**Activity:**
Copy every line of the listing exactly.

**Source information:**
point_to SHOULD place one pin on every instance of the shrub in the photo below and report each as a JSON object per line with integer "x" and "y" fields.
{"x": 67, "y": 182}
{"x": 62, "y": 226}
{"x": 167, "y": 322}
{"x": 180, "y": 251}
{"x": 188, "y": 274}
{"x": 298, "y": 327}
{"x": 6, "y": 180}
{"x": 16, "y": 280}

**Task response:**
point_to SHOULD place one pin on every instance of the shrub in the photo below and report each as a JSON object per line with integer "x" and "y" fields.
{"x": 67, "y": 182}
{"x": 62, "y": 226}
{"x": 167, "y": 322}
{"x": 180, "y": 251}
{"x": 188, "y": 274}
{"x": 298, "y": 327}
{"x": 6, "y": 180}
{"x": 16, "y": 280}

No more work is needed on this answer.